**AIM:** Copy every line of the material below word for word.
── RECORDS PROVIDED
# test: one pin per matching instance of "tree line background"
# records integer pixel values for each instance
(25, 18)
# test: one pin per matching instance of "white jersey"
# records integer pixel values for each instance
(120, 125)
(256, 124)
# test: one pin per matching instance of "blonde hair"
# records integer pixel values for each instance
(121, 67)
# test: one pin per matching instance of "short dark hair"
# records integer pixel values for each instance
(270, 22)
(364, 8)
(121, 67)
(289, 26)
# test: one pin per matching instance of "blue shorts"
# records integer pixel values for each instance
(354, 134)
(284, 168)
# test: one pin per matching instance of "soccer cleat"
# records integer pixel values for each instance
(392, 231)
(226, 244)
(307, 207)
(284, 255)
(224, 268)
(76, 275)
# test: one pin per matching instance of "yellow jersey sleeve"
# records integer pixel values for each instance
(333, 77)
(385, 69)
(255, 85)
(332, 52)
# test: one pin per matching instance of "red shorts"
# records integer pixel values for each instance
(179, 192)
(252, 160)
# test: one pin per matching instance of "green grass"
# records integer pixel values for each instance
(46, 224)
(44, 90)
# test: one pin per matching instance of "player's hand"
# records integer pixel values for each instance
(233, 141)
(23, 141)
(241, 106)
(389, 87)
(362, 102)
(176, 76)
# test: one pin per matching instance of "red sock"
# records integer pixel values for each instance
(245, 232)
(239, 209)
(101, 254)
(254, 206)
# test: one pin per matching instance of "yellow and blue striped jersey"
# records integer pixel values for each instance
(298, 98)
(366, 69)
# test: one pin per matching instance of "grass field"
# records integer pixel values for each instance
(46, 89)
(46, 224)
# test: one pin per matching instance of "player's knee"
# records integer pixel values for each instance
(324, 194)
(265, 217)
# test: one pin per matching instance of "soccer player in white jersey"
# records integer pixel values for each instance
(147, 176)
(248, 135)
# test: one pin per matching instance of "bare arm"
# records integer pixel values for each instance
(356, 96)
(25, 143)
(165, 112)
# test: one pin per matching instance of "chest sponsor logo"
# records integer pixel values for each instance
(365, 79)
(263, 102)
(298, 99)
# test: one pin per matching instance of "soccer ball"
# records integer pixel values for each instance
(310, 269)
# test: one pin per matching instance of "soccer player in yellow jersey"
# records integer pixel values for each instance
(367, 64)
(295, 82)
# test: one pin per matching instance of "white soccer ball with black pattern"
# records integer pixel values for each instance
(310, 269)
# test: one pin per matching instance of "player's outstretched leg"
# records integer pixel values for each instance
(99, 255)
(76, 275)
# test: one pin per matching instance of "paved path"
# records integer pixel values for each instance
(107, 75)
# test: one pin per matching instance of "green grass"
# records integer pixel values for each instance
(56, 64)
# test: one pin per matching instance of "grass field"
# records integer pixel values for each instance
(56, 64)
────
**OUTPUT:**
# test: one pin per matching instance of "tree line background"
# records integer pixel values for each instance
(25, 18)
# test: one pin per matching instance of "white jersey"
# records integer pixel values for each instance
(120, 125)
(256, 124)
# test: one pin per matching instance of "blonde hair"
# records integer pixel values for each instance
(121, 67)
# test: one pin per matching instance of "short dark hair"
# records integer pixel values for each instance
(270, 22)
(364, 8)
(121, 67)
(289, 26)
# test: one pin per matching instance of "blue shorts"
# records integer pixel values for each instance
(354, 134)
(284, 168)
# test: one pin per matching instance of "soccer cleat"
# records integer pixel values for each instance
(392, 231)
(226, 244)
(307, 207)
(284, 255)
(224, 268)
(76, 275)
# test: one pin per matching instance of "yellow jersey sleeve"
# records integer pixel values for each instance
(333, 77)
(385, 69)
(255, 85)
(332, 52)
# test: one pin per matching instance of "red shorts"
# records integer pixel values for each instance
(179, 192)
(252, 160)
# test: one pin per matching instance of "green grass"
# records integer pixel values for each instance
(46, 224)
(44, 90)
# test: one pin per matching instance of "player's hand"
# records integer pixel values for each instance
(233, 141)
(23, 141)
(241, 106)
(389, 87)
(362, 102)
(176, 76)
# test: one pin per matching instance of "red sock"
# records integer pixel values for each instance
(245, 232)
(239, 209)
(101, 254)
(254, 206)
# test: one pin per matching instance of "yellow and blue striped jersey"
# records integer pixel values for each instance
(298, 98)
(366, 69)
# test: one pin per matching instance of "grass field"
# records integer pixel values for each instance
(46, 89)
(46, 224)
# test: one pin per matching instance of "player's knee"
# records integer pixel values for each instance
(324, 194)
(265, 217)
# test: one pin per matching instance of "soccer player in white jersey"
# records integer pixel values for each instance
(147, 176)
(248, 135)
# test: one pin per matching instance of "bare arm"
# records integer pixel values for each instance
(356, 96)
(25, 143)
(165, 112)
# test: one pin per matching instance of "chest sponsor logo"
# records integer pixel values for each instance
(365, 79)
(263, 102)
(298, 99)
# test: one pin per matching instance of "soccer ball"
# records integer pixel values for each instance
(310, 269)
# test: one pin per matching instance of "soccer player in yellow jersey"
# records integer pixel values for each instance
(367, 64)
(295, 82)
# test: one pin per matching instance of "white soccer ball with black pattern"
# records integer pixel values for each instance
(310, 269)
# test: one pin per matching instance of "player's outstretched leg"
# records integer pixel values for each instance
(99, 255)
(76, 275)
# test: one pin per matching instance of "paved path"
# records integer pixel values for each instance
(107, 75)
# test: one pin per matching instance of "green grass"
# records integer pixel values for each instance
(56, 64)
# test: one pin per matching instance of "grass field"
# records integer pixel values for each instance
(56, 64)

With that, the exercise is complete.